BEGIN Given records
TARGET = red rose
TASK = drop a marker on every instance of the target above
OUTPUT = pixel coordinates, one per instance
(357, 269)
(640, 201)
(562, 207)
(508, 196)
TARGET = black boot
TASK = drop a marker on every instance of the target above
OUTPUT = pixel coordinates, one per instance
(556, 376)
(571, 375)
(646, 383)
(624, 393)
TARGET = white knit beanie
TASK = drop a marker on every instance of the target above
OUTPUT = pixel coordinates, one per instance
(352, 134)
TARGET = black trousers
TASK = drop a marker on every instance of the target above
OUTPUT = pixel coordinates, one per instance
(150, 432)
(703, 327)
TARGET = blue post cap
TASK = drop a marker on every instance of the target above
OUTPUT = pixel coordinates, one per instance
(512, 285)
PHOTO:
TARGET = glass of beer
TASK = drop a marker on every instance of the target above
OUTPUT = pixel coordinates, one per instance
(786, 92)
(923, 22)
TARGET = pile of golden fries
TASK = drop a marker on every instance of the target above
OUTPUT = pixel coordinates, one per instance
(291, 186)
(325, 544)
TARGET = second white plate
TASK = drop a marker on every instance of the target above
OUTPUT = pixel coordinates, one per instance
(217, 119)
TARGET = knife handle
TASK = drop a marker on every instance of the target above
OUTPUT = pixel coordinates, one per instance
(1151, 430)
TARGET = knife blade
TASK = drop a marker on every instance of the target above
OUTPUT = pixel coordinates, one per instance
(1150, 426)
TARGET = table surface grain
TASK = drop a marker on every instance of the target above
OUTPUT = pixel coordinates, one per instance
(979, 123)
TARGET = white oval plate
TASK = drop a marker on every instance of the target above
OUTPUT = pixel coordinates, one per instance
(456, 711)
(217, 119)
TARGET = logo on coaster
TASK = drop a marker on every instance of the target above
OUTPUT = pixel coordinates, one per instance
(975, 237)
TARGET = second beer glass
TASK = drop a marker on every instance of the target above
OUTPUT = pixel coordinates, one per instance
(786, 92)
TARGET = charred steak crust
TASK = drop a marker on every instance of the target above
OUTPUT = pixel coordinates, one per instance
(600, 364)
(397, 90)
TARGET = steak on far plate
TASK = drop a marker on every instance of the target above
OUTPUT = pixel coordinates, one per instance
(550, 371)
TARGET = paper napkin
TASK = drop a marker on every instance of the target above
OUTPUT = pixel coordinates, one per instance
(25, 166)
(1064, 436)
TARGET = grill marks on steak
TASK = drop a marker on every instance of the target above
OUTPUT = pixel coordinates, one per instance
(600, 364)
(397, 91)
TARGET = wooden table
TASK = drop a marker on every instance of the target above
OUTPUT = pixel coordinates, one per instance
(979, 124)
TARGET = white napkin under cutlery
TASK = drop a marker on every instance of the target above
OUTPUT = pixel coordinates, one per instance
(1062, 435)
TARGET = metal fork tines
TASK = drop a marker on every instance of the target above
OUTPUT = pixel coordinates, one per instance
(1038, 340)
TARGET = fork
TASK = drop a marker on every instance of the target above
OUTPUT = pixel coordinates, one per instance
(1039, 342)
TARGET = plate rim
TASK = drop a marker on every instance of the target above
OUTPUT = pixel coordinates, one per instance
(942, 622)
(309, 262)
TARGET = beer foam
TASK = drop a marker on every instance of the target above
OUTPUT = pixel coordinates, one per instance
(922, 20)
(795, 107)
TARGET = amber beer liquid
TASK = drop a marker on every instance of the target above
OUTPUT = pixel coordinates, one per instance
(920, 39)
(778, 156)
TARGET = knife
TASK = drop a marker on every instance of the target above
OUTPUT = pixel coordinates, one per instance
END Given records
What the task requires:
From the records above, extract exactly and only the lines that begin at the line with "TARGET = black trousers" and stop after the line with "TARGET = glass of beer".

Exercise output:
TARGET = black trousers
TASK = drop a marker on every instance of the target above
OUTPUT = pixel coordinates, one per instance
(150, 432)
(703, 327)
TARGET = blue post cap
TASK = drop a marker on every instance of the target above
OUTPUT = pixel coordinates, one per instance
(512, 285)
PHOTO:
TARGET = glass of beer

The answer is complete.